■ **Task objective**:
Copy out every one of the rows below, keeping each line character for character.

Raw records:

* start *

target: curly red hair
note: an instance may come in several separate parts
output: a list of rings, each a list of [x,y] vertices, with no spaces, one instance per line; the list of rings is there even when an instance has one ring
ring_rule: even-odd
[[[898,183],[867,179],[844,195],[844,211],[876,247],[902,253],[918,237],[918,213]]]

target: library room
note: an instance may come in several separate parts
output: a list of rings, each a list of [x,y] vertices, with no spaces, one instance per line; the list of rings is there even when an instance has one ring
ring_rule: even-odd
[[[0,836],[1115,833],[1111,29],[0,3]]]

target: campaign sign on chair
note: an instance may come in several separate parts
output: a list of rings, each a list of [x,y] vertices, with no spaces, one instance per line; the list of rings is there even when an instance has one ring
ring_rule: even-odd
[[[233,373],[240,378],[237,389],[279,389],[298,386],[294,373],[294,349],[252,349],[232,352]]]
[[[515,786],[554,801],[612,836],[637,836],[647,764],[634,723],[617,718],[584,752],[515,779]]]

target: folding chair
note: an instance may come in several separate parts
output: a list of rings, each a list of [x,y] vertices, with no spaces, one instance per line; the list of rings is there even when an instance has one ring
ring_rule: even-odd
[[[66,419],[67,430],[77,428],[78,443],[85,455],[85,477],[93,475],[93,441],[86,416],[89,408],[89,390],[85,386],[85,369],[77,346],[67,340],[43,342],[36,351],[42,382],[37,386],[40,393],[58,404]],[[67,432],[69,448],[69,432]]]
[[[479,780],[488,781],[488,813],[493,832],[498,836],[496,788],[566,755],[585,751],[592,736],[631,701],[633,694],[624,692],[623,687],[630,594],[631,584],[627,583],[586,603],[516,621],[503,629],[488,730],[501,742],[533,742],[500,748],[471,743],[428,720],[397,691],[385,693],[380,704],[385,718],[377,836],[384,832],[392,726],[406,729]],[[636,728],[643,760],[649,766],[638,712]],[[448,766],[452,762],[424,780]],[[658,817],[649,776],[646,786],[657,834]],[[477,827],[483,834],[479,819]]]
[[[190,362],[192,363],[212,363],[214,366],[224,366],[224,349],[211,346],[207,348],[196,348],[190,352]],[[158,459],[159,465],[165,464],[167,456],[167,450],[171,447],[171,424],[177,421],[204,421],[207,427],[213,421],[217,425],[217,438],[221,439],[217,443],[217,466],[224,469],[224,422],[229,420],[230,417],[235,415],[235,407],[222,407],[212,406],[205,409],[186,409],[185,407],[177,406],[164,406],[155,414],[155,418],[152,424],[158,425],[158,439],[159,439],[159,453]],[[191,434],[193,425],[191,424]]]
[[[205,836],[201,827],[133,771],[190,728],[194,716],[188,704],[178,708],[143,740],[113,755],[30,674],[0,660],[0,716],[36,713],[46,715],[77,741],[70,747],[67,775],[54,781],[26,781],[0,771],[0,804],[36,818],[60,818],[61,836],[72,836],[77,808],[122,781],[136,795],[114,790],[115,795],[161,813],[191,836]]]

* end *

■ **Response to this exercise**:
target: curly red hair
note: an instance may come in several separate parts
output: a list of rings, each a list of [x,y] vertices, with no spaces, one instance per line; the list of rings is there even when an instance has one ring
ring_rule: even-odd
[[[898,183],[867,179],[844,195],[844,211],[876,247],[902,253],[918,237],[918,213]]]

target: library room
note: an instance may come in several separate parts
output: a list of rings, each a list of [x,y] vertices, with no spaces, one instance per line; the list of rings is there even when an instance has one ring
ring_rule: even-odd
[[[0,836],[1115,833],[1111,29],[0,3]]]

target: campaign sign on chair
note: an instance may come in several separate parts
output: a list of rings, each a list of [x,y] vertices, with no spaces, one instance per line; the list of rings is there even when an instance has one ring
ring_rule: even-odd
[[[233,373],[240,378],[237,389],[279,389],[298,386],[294,373],[294,349],[252,349],[232,352]]]
[[[515,786],[554,801],[612,836],[637,836],[647,764],[634,723],[617,718],[584,752],[515,779]]]

target: folding chair
note: an instance may come in several separate parts
output: a list of rings, each a list of [x,y] vertices, with no spaces, one instance per line; the list of rings is there even when an instance has one ring
ring_rule: even-odd
[[[66,419],[67,430],[77,428],[78,443],[85,455],[85,477],[93,475],[93,441],[86,416],[89,408],[89,390],[85,386],[85,369],[77,346],[67,340],[43,342],[36,351],[42,382],[37,386],[40,393],[58,404]],[[67,432],[69,448],[69,432]]]
[[[479,780],[488,781],[488,813],[493,832],[498,836],[496,788],[566,755],[585,751],[592,736],[631,701],[633,694],[624,692],[623,687],[630,594],[631,584],[627,583],[586,603],[516,621],[503,629],[488,730],[501,742],[533,742],[500,748],[471,743],[428,720],[397,691],[385,693],[380,704],[385,718],[377,836],[384,832],[392,726],[406,729]],[[636,728],[643,760],[649,766],[638,712]],[[448,766],[452,762],[424,780]],[[658,817],[649,776],[646,786],[657,834]],[[477,827],[483,834],[479,819]]]
[[[190,362],[192,363],[212,363],[214,366],[224,366],[224,349],[211,346],[207,348],[196,348],[190,352]],[[158,459],[159,465],[165,464],[167,456],[167,450],[171,447],[171,424],[177,421],[204,421],[207,427],[213,421],[217,425],[217,438],[221,439],[217,443],[217,466],[224,469],[224,422],[229,420],[230,417],[235,415],[235,407],[222,407],[212,406],[205,409],[186,409],[185,407],[177,406],[164,406],[155,414],[155,418],[152,424],[158,425],[158,439],[159,439],[159,453]],[[191,434],[193,425],[191,424]]]
[[[205,836],[201,827],[133,771],[190,728],[194,716],[188,704],[178,708],[143,740],[113,755],[30,674],[0,660],[0,716],[36,713],[46,715],[77,741],[70,747],[67,775],[54,781],[26,781],[0,771],[0,804],[36,818],[60,818],[61,836],[72,836],[77,808],[122,781],[136,795],[114,790],[115,795],[161,813],[191,836]]]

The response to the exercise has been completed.